* WHAT TO DO *
Give the records below again, exactly as they appear.

* RECORDS FOR THE TASK *
'''
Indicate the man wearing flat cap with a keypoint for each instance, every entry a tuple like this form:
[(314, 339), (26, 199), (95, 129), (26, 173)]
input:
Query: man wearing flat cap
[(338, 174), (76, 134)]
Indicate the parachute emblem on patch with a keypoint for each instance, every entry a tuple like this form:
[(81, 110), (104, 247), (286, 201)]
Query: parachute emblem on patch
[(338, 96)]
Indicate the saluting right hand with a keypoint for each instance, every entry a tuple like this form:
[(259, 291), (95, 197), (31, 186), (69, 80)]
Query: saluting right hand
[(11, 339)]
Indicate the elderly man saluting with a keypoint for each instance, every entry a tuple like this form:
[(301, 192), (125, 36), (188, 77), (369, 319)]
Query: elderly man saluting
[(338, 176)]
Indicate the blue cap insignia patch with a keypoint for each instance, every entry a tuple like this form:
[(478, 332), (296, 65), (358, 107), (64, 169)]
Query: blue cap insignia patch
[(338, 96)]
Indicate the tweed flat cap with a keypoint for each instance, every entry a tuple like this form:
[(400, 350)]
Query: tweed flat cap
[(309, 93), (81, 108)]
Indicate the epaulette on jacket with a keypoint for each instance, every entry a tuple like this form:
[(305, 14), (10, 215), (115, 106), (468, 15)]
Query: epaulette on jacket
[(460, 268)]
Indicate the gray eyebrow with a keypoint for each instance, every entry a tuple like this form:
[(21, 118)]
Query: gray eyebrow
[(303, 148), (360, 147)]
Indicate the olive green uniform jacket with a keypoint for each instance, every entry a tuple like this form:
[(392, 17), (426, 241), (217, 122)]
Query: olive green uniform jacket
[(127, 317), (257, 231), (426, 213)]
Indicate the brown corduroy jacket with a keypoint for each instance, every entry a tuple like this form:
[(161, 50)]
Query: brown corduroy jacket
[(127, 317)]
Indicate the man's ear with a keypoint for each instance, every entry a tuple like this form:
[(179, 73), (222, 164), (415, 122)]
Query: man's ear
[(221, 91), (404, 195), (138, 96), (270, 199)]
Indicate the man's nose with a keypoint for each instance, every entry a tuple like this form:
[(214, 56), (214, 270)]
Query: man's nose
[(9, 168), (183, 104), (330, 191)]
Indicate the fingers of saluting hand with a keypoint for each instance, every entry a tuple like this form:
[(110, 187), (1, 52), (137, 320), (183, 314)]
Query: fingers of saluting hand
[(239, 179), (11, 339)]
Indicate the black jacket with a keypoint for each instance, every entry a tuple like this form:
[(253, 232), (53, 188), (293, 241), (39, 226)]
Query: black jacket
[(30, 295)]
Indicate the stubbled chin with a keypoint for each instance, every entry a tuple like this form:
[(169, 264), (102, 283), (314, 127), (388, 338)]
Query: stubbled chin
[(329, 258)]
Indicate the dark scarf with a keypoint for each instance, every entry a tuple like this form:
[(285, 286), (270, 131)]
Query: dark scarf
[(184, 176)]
'''
* TASK SOLUTION *
Indicate the man wearing flat cap with a keypoint for each instance, every entry a tuple like this form:
[(314, 339), (26, 199), (95, 129), (26, 173)]
input:
Query: man wearing flat cap
[(338, 174), (76, 134)]
Indicate the parachute emblem on patch with a keypoint for each instance, every entry a tuple like this form:
[(81, 110), (104, 247), (286, 201)]
Query: parachute emblem on patch
[(338, 96)]
Indicate the saluting right hand with a keypoint for each instance, every entry a tuple like this form:
[(259, 291), (95, 197), (31, 186), (69, 80)]
Query: saluting right hand
[(11, 339)]
Indicate the elderly man saluting with a keypoint for each instance, every entry a tuple like this form:
[(301, 192), (125, 36), (188, 77), (369, 319)]
Query: elderly man saluting
[(338, 176)]
Indicate the blue cap insignia patch with a keypoint for each instance, every entry a tuple like this form:
[(478, 332), (296, 65), (358, 107), (64, 169)]
Query: blue cap insignia patch
[(338, 96)]
Indicate the tweed flat cap with a keypoint for each instance, every entry a tuple like this form:
[(400, 350)]
Query: tweed flat cap
[(309, 93), (81, 108)]
Indicate the epaulette on jacket with a keypoint for each instance, every entry a tuple like this form:
[(305, 14), (10, 215), (115, 106), (468, 15)]
Query: epaulette on jacket
[(460, 268)]
Indicate the gray eyebrow with a keypoint for each instance, every entry a tuple like this form:
[(21, 118)]
Query: gray eyebrow
[(303, 148), (360, 147)]
Indicate the olive green uniform jacket with a keypoint for each instance, every entry a tuple like this form:
[(392, 17), (426, 241), (217, 122)]
Query: olive green uniform jacket
[(127, 317), (257, 231), (426, 213)]
Indicate the brown corduroy jacket with a keypoint for each instance, every entry a tuple like this form:
[(161, 50)]
Query: brown corduroy jacket
[(127, 317)]
Indicate the man's ear with a keypoint for each instance, every entry a tuple like this form:
[(179, 73), (222, 164), (415, 122)]
Query: man's ear
[(221, 91), (404, 195), (138, 96), (270, 199)]
Indicate the man's nose with a keypoint for each instance, every entry a tuple like this form:
[(214, 56), (214, 270)]
Query: man's nose
[(9, 168), (183, 104), (330, 191)]
Indicate the fingers of saluting hand with a keypoint for each instance, every entry a tuple like this form:
[(110, 187), (1, 52), (137, 320), (183, 314)]
Query: fingers of saluting hand
[(239, 179), (11, 339)]
Indicate the black jacket with a keypoint for each instance, every entry a tuple like this form:
[(253, 232), (53, 188), (293, 241), (39, 226)]
Query: black jacket
[(30, 295)]
Indicate the stubbled chin with a keypoint for each instance, every entry a tuple like this form:
[(169, 264), (102, 283), (314, 127), (388, 338)]
Query: stubbled chin
[(329, 258)]
Indicate the dark scarf with a keypoint for each instance, every entry a tuple like this form:
[(285, 286), (270, 131)]
Query: dark scarf
[(184, 176)]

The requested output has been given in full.